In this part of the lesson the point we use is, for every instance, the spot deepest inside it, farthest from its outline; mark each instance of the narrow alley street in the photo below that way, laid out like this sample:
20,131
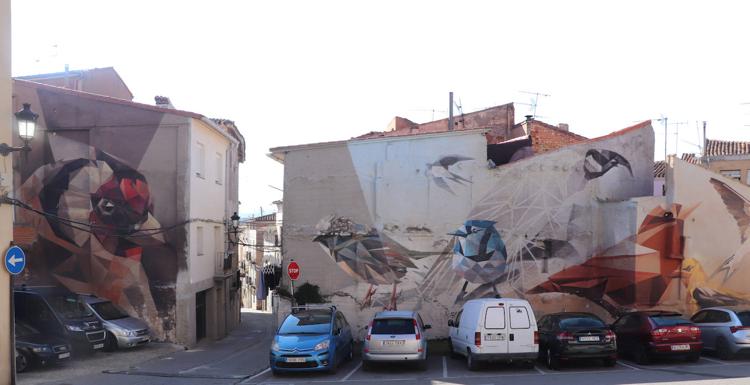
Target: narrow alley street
240,355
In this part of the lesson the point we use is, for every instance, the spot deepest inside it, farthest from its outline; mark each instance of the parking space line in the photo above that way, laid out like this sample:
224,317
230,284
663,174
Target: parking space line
247,380
352,372
627,366
715,361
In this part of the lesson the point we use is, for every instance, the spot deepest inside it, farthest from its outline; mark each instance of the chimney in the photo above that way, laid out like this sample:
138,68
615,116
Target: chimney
163,101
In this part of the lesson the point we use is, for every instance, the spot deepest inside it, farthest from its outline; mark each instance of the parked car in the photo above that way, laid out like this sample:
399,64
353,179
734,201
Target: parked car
57,311
311,339
123,331
395,336
724,330
566,336
492,329
647,334
35,348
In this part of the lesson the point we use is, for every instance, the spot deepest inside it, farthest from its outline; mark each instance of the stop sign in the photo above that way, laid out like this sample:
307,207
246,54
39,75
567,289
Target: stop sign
293,271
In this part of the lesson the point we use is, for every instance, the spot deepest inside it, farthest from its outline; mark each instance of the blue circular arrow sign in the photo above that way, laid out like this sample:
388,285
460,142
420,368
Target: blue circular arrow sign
15,260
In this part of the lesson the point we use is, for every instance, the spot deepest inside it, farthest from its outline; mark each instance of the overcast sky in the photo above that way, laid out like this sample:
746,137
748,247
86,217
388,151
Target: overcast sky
293,72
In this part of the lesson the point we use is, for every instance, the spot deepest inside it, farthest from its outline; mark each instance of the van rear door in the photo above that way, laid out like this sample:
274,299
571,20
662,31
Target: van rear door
521,331
494,330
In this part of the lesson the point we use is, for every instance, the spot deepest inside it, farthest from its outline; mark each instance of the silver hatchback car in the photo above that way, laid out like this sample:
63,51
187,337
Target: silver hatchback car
395,336
724,330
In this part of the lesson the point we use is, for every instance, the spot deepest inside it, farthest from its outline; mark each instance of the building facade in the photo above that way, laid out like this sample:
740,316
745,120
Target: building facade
428,220
121,202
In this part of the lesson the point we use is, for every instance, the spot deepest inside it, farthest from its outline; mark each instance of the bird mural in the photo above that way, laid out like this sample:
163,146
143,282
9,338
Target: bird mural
634,273
441,174
366,255
599,162
739,207
479,255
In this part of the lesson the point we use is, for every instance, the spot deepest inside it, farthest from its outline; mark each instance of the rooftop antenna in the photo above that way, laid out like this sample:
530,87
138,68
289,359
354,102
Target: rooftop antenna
534,101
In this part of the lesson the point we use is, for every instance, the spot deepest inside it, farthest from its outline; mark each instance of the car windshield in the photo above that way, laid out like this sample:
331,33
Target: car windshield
23,330
393,326
744,317
581,322
669,320
307,322
108,311
69,306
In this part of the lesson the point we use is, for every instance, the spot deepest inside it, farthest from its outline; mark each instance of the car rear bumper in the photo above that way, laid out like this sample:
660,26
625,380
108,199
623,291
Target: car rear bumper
394,356
666,349
505,356
588,351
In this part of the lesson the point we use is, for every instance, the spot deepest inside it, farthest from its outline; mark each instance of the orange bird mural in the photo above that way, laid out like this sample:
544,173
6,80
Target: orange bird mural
635,272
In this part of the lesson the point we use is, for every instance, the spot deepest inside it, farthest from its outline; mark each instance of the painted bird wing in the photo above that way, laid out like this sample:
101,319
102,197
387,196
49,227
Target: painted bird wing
737,205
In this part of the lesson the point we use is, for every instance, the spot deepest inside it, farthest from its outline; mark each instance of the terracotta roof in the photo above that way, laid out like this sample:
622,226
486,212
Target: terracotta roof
726,147
660,169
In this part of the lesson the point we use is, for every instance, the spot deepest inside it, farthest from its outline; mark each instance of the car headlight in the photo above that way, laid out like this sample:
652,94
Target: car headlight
42,349
322,346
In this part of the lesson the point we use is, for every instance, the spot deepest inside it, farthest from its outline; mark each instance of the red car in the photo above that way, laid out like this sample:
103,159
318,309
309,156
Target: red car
644,335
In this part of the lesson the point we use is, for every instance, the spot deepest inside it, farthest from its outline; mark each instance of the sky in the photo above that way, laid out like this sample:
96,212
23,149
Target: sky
295,72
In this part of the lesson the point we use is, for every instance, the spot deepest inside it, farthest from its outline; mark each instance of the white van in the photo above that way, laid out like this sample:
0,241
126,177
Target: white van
495,329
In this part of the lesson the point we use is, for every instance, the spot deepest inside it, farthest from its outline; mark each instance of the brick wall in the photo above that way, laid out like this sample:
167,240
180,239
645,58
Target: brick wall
546,137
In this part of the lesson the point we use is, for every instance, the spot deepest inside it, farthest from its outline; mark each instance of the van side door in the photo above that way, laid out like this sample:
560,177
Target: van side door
521,331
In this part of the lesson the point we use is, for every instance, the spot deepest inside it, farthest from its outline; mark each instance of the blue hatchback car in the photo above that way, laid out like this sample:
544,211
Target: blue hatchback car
311,339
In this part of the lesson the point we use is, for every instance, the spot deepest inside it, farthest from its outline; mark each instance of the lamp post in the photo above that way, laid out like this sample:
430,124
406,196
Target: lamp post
26,120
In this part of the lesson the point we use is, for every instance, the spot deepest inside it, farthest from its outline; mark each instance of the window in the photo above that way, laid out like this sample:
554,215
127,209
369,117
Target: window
519,318
200,160
732,174
199,239
219,169
494,318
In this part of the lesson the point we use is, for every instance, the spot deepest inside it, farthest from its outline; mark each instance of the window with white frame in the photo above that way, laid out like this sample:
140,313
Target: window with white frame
200,160
219,168
199,239
733,174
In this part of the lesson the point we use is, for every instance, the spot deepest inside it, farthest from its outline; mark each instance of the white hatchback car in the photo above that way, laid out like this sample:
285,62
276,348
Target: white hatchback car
495,329
395,336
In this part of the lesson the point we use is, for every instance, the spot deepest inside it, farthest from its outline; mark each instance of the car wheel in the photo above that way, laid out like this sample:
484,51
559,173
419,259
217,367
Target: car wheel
722,349
552,361
471,362
22,361
640,355
110,344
- - -
**Assignment**
Transcribe each entry above without alteration, but keep the pictures out.

**Answer area**
In this part of the lesson the point we use is, for every instance, the spot deepest inside it, farthest from its outline; mark each instance of the narrow alley street in the photo below that way, laid out like this sample:
20,131
Target: narrow alley street
240,355
In this part of the lesson the point we use is, for every instance, the spot deepest inside it, farthest from its outline; mark each instance of the parking space line in the photo above that way, laid out like this sample:
224,317
230,284
663,174
Target: parking space line
247,380
352,372
627,366
715,361
In this part of the lesson the point we use is, for every instance, the spot deepest inside it, farthest from its outline; mark each instance of the chimney in the photo above that way, laid out like this sample:
138,68
615,116
Target: chimney
163,101
In this part of the lesson the point we use is, for every instance, the spot deepest inside it, farthest from its outline; mark each instance of the parked car in the photo above that way, laid out like this sample:
399,64
353,179
734,201
Target: parked car
57,311
311,339
123,331
395,336
724,330
566,336
492,329
647,334
35,348
In this part of the lesson the point we use is, for every instance, the spot deepest inside it, farthest from its outline; mark each instance of the stop sign in the photo above that way, laid out like this sample:
307,207
246,54
39,75
567,289
Target: stop sign
293,271
In this part of the lesson the point we use is, for every instance, the spot deepest inside it, farthest from its outline; mark each instance of the blue circular arrow sign in the photo above that way, laid out like this sample:
388,285
460,142
420,368
Target: blue circular arrow sign
15,260
In this part of the lesson the point we use is, for every instance, the spot deepest inside it, farthest from its outline; mark each instance of the overcast sky in the photo above that way, laid out like this sample:
746,137
748,247
86,217
388,151
Target: overcast sky
293,72
In this part of the lesson the point we use is, for every instance, the spot deepest inside it, farthest from its outline; mark each instance of the van rear door in the photo above that way, laid out like this sample:
274,299
571,20
662,31
Target: van rear door
521,331
494,330
In this part of the lesson the point we use is, for every instance, the spot deepest inside it, farthest from its outline; mark each instance of the silver hatchback car in the photo above that way, laid out like this sample:
63,51
187,337
Target: silver hatchback car
395,336
724,330
In this part of the lesson the point we use is, for every instance, the spot deepest inside it, farthest from its outline; mark each instance of the building facade in the photo above that way, laid out like this sample:
740,316
745,120
Target: building facade
428,220
121,202
In this part of the lesson the point we use is, for every instance, the spot deepest inside it, farthest from its outline; mark each instance of the bird mural in the photo above that way, laid out like this sample:
163,146
143,282
9,338
Target: bird mural
634,273
441,174
366,255
599,162
739,207
479,255
In this part of the lesson the point we use is, for every instance, the spot deepest inside it, farthest from its outline; mark each instance of the rooftop antenna in the photo above that way, laid out like this sample:
530,87
138,68
289,359
354,102
Target: rooftop antenna
534,101
In this part of the lesson the point we use is, for every instance, the spot deepest inside it, farthest from its outline; mark each instance of the car windshield in the photo above that way, laid out like this sample:
331,33
Target: car windshield
23,330
393,326
744,317
581,322
669,320
307,322
108,311
69,306
In this part of the lesson the point we use is, for every instance, the spot deepest inside it, farthest from its outline; mark each instance of the car rear bumper in the photo above that way, laid out like this sample:
660,26
625,380
108,199
623,291
Target: car rear bumper
394,356
666,349
505,356
588,351
In this part of the lesson the point we use is, for every instance, the spot deepest inside it, farthest from its outline; mark each instance of the orange bird mural in the photo above that way, laid out like this sample:
544,173
6,80
Target: orange bird mural
635,272
In this part of the lesson the point we use is, for every instance, the spot deepest inside it, farthest from its outline; mark each instance of the painted bird wing in the photo above that way, laid out like this sample:
101,319
102,197
387,196
49,227
Target: painted bird wing
737,205
In this part of the lesson the point we use is, for every instance, the spot deepest inside it, farthest from its outline; mark each instance of the terracotta roof in the photo above that way, laid out like this sample:
622,226
486,212
Target: terracotta roof
726,147
660,169
In this part of the lesson the point we use is, for every instance, the spot deepest inside it, farthest from its outline; mark each instance of the car headlight in the photo above that way, laid out like this sample:
652,94
Target: car headlight
42,349
322,346
In this part of the lesson the point we use is, for every instance, the spot deepest inside it, farthest from its outline; mark each instance of the red car in the photo above that way, laid out like this sample:
103,159
318,309
309,156
Target: red car
644,335
In this part of the lesson the point we use is, for every instance, the spot deepest inside it, farthest from its outline; mark each instance of the sky in the photo above that way, laid out like this sample:
96,212
23,149
Target: sky
295,72
In this part of the lesson the point we use is, for every instance, the spot deepest inside it, farthest from its outline; mark each instance of the white van in the photo above that way, laid out like this sample:
0,241
126,177
Target: white van
495,329
In this part of the lesson the point we use is, for every instance, the spot deepest inside it, farthest from its outline; mark each instance of the brick wall in the photo above that way, laid out like this sample:
167,240
180,239
645,58
Target: brick wall
546,137
In this part of the lesson the point we use is, for every instance, the spot deepest inside it, farthest from its outline; mark each instance of the van side door in the photo above that way, laid out like this sample:
560,177
Target: van side door
521,331
In this part of the lesson the point we use is, for every instance, the spot deepest inside it, farthest from its outline; mark each instance of the blue hatchback car in the photo above that way, laid out like this sample:
544,211
Target: blue hatchback car
311,339
In this part of the lesson the point we use is, for every instance, the spot deepest inside it, farthest from its outline; mark each instance of the lamp post in the photo above that way, laid out like this sample:
430,124
406,196
Target: lamp post
26,120
In this part of the lesson the point we use is, for every instance, the spot deepest inside it, farthest from its outline; mark each instance of the window in the photo above that way, laid out like this sample:
554,215
127,209
369,117
Target: window
519,318
200,160
732,174
199,239
219,169
494,318
In this part of the lesson the point we use is, for every instance, the spot deepest inside it, farthest from its outline; mark each instance of the window with white frame in the photo above that way, laid out like this sample:
140,313
Target: window with white frame
200,160
219,168
199,239
733,174
In this part of the lesson the point we use is, for every instance, the spot deepest inside it, farthest from its outline; mark each instance of the white hatchback car in the photo above that way, laid out like this sample:
285,62
276,348
Target: white hatchback car
495,329
395,336
In this part of the lesson the point we use is, for every instance, the spot deepest inside it, farthest from its outline; mark each instance of the car wheel in the photo above that way, laid out like this sample:
484,51
559,173
419,259
217,367
Target: car wheel
722,349
552,361
471,362
22,361
640,355
110,344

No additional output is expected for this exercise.